- WHAT IS REQUIRED:
Rewrite the part of the items below that opens with the line containing "barrier --coords pixels" and closes with the line containing "[[[199,125],[217,125],[218,123],[216,122],[199,122]]]", keeping every line, requests included, but shift each pixel coordinate in the outlines by adding 47 to it. Leave out all other lines.

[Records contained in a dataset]
-*-*-

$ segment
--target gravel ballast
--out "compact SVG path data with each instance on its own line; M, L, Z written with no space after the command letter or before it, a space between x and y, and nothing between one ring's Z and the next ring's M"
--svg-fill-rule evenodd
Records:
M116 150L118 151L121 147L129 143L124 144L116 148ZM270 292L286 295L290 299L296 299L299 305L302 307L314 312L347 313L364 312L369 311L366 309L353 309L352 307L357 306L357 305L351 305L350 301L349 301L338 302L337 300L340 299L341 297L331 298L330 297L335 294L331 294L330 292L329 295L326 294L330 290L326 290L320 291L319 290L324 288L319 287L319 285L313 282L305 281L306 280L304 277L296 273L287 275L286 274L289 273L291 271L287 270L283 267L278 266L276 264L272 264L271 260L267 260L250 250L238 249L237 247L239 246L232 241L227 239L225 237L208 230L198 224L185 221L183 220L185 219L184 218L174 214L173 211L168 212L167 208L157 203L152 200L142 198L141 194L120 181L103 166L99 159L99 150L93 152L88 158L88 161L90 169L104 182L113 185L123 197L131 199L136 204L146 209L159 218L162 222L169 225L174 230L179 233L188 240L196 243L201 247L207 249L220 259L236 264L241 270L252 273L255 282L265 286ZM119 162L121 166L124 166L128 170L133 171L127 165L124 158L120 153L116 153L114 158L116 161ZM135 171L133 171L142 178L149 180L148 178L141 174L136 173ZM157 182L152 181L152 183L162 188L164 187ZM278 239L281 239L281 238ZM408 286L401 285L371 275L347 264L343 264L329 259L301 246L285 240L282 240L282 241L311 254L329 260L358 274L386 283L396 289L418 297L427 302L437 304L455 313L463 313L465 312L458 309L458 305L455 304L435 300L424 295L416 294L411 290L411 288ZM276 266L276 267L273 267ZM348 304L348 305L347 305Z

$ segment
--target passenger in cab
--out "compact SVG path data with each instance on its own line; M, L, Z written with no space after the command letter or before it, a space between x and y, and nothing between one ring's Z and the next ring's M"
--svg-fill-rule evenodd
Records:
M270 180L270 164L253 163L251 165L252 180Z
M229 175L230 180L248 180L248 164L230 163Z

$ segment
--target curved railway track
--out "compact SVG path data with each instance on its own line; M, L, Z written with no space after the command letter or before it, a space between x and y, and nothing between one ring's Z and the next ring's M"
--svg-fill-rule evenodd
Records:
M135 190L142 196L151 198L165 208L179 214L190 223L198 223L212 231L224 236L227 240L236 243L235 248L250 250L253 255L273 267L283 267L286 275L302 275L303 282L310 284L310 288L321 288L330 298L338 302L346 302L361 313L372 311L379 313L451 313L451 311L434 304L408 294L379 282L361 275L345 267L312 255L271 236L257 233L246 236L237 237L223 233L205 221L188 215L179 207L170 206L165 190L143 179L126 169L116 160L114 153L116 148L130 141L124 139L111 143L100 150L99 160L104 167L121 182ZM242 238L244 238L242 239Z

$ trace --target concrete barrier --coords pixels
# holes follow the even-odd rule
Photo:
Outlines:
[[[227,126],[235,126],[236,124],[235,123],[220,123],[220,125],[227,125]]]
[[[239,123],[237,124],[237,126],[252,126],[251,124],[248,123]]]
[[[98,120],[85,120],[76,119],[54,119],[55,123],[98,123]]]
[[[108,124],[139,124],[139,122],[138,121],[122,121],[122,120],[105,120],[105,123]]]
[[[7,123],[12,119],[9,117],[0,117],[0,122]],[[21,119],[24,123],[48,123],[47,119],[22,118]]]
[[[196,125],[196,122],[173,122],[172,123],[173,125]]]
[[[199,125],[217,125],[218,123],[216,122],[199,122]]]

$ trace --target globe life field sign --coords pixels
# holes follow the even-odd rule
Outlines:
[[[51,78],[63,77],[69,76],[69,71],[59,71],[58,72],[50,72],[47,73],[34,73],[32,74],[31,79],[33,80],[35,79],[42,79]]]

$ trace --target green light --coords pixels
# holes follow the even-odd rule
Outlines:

-*-*-

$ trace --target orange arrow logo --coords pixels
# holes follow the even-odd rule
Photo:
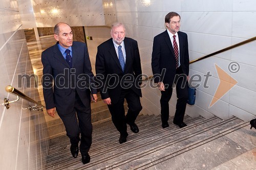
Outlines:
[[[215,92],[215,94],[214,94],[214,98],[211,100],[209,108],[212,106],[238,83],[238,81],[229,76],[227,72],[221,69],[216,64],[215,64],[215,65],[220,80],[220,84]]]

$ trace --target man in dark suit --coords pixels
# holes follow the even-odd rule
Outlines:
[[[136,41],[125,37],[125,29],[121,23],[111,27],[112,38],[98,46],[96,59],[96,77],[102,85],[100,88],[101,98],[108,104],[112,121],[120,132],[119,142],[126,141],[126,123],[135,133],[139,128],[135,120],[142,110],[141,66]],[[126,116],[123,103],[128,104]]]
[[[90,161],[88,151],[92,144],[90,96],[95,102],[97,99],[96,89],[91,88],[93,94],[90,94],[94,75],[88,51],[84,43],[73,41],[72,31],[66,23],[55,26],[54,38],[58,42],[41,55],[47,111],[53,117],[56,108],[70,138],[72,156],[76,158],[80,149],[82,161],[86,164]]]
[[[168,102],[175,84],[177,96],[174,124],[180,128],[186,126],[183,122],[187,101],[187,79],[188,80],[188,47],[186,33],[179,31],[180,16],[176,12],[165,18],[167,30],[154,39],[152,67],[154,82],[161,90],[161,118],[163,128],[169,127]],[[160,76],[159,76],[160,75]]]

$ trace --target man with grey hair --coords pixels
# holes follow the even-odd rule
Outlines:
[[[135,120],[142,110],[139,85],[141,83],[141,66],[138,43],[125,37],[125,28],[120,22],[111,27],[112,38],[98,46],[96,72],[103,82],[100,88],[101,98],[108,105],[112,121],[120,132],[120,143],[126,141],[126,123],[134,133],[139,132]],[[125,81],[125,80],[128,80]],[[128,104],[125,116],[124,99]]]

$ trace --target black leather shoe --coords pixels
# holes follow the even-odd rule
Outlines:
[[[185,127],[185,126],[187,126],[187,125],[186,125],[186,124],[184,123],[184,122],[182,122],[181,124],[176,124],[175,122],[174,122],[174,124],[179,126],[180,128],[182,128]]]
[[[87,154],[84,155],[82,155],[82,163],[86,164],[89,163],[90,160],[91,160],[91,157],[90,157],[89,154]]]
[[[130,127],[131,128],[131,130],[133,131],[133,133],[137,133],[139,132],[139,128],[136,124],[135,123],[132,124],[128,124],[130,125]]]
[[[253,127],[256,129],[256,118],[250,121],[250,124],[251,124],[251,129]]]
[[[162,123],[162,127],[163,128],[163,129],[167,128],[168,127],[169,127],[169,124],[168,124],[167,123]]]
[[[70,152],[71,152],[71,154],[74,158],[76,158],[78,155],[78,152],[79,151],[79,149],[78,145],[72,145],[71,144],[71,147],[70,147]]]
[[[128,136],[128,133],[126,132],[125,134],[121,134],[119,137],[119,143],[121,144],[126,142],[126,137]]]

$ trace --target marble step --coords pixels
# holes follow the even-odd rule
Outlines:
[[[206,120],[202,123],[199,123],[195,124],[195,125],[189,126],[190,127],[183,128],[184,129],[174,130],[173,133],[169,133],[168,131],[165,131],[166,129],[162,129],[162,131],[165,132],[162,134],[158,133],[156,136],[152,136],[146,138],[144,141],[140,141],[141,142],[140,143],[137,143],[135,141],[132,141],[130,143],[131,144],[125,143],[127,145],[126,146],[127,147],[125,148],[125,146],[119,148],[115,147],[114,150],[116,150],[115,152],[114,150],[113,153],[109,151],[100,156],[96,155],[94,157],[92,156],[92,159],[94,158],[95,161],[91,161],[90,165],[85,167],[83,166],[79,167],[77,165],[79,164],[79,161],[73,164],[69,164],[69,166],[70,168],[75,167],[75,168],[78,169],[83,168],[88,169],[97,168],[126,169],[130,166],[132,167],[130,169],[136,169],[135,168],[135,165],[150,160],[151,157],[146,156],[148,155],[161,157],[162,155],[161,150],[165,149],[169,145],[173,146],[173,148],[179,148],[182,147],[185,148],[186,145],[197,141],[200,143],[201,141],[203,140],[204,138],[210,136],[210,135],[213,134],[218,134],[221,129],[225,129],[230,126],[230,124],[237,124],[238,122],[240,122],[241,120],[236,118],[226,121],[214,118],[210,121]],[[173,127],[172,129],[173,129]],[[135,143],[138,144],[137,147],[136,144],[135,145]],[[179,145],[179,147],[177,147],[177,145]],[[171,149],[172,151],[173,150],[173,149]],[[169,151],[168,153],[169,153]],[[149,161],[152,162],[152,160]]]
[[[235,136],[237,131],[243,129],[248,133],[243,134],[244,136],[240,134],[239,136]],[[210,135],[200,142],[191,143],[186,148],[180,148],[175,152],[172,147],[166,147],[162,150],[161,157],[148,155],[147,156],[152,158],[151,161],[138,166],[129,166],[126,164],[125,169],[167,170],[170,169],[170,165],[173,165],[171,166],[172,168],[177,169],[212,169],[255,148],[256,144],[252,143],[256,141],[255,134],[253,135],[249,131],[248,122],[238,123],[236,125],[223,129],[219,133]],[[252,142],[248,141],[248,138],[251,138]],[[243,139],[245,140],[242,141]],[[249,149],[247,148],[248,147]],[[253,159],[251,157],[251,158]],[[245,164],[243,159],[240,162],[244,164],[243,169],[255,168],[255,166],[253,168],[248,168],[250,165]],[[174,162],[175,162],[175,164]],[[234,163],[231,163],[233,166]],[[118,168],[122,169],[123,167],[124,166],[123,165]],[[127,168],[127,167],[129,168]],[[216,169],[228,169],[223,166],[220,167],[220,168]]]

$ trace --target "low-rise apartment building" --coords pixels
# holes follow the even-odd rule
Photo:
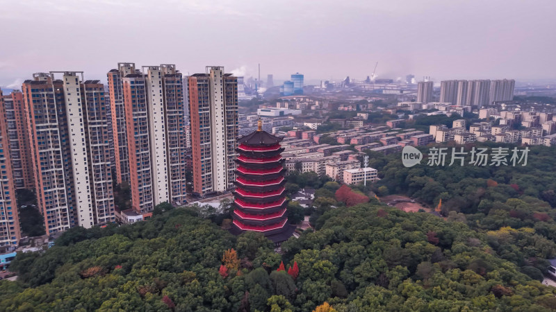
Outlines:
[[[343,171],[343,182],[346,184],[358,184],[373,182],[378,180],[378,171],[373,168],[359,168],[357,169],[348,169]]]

-*-*-

- RESULT:
$ trace --target concrete barrier --coords pixels
# holes follow the even-odd rule
Photo:
Outlines:
[[[274,173],[282,173],[283,171],[282,170],[267,170],[267,172],[274,172]]]
[[[286,170],[284,171],[284,173],[299,173],[298,171],[295,170]]]
[[[145,167],[132,167],[123,166],[101,166],[102,170],[145,170]]]
[[[155,171],[186,171],[186,169],[185,168],[169,168],[169,167],[152,167],[152,170]]]
[[[54,170],[59,166],[56,164],[47,164],[47,169]],[[68,166],[71,170],[95,170],[94,166],[69,165]]]
[[[243,172],[243,169],[220,169],[219,170],[220,172]]]
[[[246,172],[264,172],[265,170],[263,169],[246,169]]]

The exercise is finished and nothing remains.